Dataset records
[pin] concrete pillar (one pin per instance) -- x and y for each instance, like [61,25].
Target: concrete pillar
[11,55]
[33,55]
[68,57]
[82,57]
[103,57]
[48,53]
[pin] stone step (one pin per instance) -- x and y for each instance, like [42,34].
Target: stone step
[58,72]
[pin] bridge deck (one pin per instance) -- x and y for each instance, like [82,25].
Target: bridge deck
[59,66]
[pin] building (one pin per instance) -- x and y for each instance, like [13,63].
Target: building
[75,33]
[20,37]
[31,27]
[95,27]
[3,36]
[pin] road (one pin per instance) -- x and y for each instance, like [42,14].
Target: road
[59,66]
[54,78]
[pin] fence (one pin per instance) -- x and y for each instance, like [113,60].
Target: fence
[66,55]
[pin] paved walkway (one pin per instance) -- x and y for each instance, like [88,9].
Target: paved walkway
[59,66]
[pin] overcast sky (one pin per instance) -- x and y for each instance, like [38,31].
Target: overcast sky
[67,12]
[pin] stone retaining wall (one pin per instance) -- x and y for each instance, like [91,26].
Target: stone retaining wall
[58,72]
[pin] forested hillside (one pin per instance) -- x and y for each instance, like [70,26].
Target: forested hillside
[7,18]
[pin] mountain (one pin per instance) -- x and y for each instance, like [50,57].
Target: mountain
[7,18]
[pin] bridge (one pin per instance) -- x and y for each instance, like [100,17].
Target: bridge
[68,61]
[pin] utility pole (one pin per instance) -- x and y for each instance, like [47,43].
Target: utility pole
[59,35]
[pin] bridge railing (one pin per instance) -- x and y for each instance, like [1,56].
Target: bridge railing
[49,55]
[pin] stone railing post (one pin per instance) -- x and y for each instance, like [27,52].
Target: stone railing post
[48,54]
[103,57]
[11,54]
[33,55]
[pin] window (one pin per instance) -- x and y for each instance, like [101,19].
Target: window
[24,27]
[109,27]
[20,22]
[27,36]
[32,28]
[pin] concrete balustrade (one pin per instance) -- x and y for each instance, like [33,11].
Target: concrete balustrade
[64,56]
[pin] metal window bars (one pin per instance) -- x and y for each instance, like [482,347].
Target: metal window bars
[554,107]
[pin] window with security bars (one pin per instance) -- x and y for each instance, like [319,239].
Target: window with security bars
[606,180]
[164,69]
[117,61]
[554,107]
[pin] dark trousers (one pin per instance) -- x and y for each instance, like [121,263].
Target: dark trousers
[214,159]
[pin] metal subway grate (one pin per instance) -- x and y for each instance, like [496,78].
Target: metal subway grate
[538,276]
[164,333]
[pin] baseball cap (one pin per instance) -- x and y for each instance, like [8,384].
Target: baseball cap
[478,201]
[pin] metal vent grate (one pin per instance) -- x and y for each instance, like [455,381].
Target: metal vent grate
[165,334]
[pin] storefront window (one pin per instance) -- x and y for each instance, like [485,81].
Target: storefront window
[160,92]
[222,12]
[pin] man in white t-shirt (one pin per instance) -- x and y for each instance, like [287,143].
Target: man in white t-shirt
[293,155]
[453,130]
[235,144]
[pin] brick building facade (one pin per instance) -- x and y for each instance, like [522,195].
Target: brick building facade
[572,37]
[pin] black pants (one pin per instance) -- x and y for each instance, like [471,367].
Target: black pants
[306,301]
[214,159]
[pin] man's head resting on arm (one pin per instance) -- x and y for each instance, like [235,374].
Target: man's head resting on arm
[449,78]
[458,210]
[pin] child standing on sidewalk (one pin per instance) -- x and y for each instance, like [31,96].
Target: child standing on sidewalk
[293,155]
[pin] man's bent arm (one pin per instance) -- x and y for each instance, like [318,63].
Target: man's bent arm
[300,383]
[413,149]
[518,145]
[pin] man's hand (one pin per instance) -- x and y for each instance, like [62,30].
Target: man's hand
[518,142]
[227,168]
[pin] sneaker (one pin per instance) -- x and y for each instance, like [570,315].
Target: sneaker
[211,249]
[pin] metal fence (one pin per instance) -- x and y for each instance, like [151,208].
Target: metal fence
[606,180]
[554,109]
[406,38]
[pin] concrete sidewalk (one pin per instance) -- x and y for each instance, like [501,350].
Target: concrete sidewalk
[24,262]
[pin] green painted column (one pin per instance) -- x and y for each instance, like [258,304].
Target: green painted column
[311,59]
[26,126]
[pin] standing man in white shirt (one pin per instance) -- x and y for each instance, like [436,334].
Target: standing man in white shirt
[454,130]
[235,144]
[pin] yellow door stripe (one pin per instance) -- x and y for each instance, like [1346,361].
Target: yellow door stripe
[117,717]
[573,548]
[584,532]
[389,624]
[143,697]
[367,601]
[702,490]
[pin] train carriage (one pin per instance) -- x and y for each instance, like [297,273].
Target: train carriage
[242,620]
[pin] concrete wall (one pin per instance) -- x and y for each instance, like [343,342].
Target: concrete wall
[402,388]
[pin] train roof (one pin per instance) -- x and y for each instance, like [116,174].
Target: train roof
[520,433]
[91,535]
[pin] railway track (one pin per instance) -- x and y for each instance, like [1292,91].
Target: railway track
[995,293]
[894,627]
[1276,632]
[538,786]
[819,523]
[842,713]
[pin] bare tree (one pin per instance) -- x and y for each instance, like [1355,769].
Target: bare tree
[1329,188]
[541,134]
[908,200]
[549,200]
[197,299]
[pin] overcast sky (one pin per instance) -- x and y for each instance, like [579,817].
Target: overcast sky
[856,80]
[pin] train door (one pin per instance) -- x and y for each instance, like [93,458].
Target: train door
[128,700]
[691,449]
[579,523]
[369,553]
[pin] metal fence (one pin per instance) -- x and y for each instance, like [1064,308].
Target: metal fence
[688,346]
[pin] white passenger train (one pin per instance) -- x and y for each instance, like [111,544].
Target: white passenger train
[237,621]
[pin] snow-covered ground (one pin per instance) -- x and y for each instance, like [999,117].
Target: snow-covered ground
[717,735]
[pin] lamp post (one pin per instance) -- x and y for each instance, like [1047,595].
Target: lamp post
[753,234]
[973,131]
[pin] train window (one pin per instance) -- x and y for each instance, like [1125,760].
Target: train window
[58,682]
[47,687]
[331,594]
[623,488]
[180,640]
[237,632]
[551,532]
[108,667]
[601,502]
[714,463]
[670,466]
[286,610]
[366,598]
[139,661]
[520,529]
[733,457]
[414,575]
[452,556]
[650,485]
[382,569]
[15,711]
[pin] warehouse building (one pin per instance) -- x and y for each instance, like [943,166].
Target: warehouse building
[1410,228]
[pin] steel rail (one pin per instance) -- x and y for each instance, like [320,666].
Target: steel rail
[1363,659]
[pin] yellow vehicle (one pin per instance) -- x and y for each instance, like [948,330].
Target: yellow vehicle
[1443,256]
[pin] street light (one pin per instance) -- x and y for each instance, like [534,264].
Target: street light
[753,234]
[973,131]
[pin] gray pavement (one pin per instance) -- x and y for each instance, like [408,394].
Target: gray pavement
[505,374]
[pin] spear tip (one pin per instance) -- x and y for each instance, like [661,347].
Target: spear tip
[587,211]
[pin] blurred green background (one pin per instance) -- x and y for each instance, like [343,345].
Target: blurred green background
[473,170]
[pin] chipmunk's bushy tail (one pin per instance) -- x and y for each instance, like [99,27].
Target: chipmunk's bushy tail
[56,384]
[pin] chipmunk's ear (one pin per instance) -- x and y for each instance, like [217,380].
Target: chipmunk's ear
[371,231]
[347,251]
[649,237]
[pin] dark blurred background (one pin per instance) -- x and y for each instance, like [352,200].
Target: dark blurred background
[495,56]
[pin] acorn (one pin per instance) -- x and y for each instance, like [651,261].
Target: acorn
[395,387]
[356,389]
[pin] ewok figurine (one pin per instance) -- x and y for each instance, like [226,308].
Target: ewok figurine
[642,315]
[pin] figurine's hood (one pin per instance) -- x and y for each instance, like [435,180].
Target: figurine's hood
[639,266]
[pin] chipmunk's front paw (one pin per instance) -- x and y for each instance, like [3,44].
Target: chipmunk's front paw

#### [WORK ORDER]
Reproduce the lines of the entries above from the one with "[pin] white passenger" to the one with "[pin] chipmunk's ear", both included, exactly and without any other line.

#### [THE COMPLETED TASK]
[pin] white passenger train (one pin per instance) -- x and y for each instance, like [111,544].
Target: white passenger train
[237,621]
[pin] snow-covered ground (one pin per instance) -- x and y for each instance, like [999,117].
Target: snow-covered ground
[717,735]
[pin] lamp post (one pin per instance) -- x and y for each instance, like [1047,595].
Target: lamp post
[753,234]
[973,131]
[pin] train window (one pin per instance) -- x and y for each instance, like [1125,760].
Target: train window
[58,682]
[47,687]
[331,594]
[623,488]
[180,640]
[237,632]
[551,532]
[108,667]
[601,502]
[714,463]
[670,466]
[286,610]
[366,598]
[139,661]
[520,529]
[733,457]
[414,575]
[452,556]
[650,485]
[382,569]
[15,711]
[pin] warehouse building (one pin per instance) -- x and y for each instance, like [943,166].
Target: warehouse building
[1410,228]
[pin] steel rail (one pin per instance) -- x and y for each instance, like [320,666].
Target: steel rail
[1363,659]
[pin] yellow vehicle (one pin per instance) -- x and y for each instance, like [948,330].
Target: yellow vehicle
[1443,256]
[pin] street light (one pin per instance) -- x and y for each instance, like [534,264].
Target: street light
[753,234]
[973,131]
[pin] gray pavement (one pin per instance) -- x and y for each instance, like [408,394].
Target: gray pavement
[505,374]
[pin] spear tip (one pin per instance) -- x and y for each instance, like [661,347].
Target: spear tip
[587,211]
[pin] blurred green background (one pin per instance) -- x and y for each instance, like [343,345].
Target: blurred green background
[473,170]
[pin] chipmunk's bushy tail (one pin per instance) -- x and y for each instance, like [99,27].
Target: chipmunk's bushy tail
[56,384]
[pin] chipmunk's ear (one pin per instance) -- x and y for each instance, like [217,380].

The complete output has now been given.